(What needs to be done)
Could you write out the whole leukemia treatment thread below, word for word?

═══ Passage shown ═══

In Treatment for Leukemia, Glimpses of the Future - thecoffman
http://www.nytimes.com/2012/07/08/health/in-gene-sequencing-treatment-for-leukemia-glimpses-of-the-future.html?_r=2&hp

======
tokenadult
Here's some good commentary on this case in a blog post "The future of cancer
therapy?" from a cancer physician in today's Science-Based Medicine blog:

[http://www.sciencebasedmedicine.org/index.php/the-future-
of-...](http://www.sciencebasedmedicine.org/index.php/the-future-of-cancer-
therapy/)

"While the story is basically one long anecdote that shows what can be done
when new genomic technologies are applied to cancer, it also shows why we are
a very long way from the true 'individualization' of cancer care.

. . . .

"Taking the results of the sequencing of the entire genome and RNAseq data and
analyzing them allows scientists to probe the genome and transcriptome of
cancers in a way that was never before possible. It produces an enormous
amount of data, too, terabytes from a single experiment. At cancer meetings
I’ve been to, investigators frequently refer to a 'firehose' of data,
petabytes in magnitude. Indeed, the sheer quantity of data from these
experiments challenges the bandwidth of universities doing them, and, in fact,
it’s not at all uncommon for the preferred means of sending experimental data
to be to load up a hard drive with the data and send it by the quaint but
effective method of overnight mail to other investigators because it’s faster
and more reliable that way. Not surprisingly, serious computing power and
major advancements in computer algorithms have been necessary to develop the
methods of analyzing data from these experiments.

═══ Excerpted data ═══

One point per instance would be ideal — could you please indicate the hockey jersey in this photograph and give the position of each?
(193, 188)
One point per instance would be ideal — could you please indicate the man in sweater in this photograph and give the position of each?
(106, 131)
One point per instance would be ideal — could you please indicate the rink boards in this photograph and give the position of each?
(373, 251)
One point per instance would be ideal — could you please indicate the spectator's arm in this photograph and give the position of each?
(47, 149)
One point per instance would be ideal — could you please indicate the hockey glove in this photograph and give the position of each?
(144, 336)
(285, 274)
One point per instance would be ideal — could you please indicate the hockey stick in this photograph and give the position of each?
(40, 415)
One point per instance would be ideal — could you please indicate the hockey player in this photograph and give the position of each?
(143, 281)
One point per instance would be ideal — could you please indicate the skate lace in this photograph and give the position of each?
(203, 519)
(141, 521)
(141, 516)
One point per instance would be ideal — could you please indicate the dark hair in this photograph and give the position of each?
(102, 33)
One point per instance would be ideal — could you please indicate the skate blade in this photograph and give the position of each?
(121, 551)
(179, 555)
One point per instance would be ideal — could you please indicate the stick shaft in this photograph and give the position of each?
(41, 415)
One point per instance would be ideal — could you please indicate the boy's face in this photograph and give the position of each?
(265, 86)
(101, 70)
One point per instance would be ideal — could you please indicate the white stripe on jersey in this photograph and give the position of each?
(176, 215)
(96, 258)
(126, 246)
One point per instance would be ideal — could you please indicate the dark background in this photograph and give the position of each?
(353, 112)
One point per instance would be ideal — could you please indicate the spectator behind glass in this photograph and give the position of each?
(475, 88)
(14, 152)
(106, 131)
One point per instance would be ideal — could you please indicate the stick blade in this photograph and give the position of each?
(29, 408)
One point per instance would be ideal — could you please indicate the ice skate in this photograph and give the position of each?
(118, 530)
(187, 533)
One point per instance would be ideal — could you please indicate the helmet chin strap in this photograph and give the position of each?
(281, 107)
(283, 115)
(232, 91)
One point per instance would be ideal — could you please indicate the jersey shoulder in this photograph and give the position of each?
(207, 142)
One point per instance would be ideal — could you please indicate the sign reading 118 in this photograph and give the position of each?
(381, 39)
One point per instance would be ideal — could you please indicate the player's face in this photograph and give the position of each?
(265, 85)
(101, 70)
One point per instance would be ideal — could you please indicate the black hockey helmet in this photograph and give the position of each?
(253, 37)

═══

(Solution)
In Treatment for Leukemia, Glimpses of the Future - thecoffman
http://www.nytimes.com/2012/07/08/health/in-gene-sequencing-treatment-for-leukemia-glimpses-of-the-future.html?_r=2&hp

======
tokenadult
Here's some good commentary on this case in a blog post "The future of cancer
therapy?" from a cancer physician in today's Science-Based Medicine blog:

[http://www.sciencebasedmedicine.org/index.php/the-future-
of-...](http://www.sciencebasedmedicine.org/index.php/the-future-of-cancer-
therapy/)

"While the story is basically one long anecdote that shows what can be done
when new genomic technologies are applied to cancer, it also shows why we are
a very long way from the true 'individualization' of cancer care.

. . . .

"Taking the results of the sequencing of the entire genome and RNAseq data and
analyzing them allows scientists to probe the genome and transcriptome of
cancers in a way that was never before possible. It produces an enormous
amount of data, too, terabytes from a single experiment. At cancer meetings
I’ve been to, investigators frequently refer to a 'firehose' of data,
petabytes in magnitude. Indeed, the sheer quantity of data from these
experiments challenges the bandwidth of universities doing them, and, in fact,
it’s not at all uncommon for the preferred means of sending experimental data
to be to load up a hard drive with the data and send it by the quaint but
effective method of overnight mail to other investigators because it’s faster
and more reliable that way. Not surprisingly, serious computing power and
major advancements in computer algorithms have been necessary to develop the
methods of analyzing data from these experiments.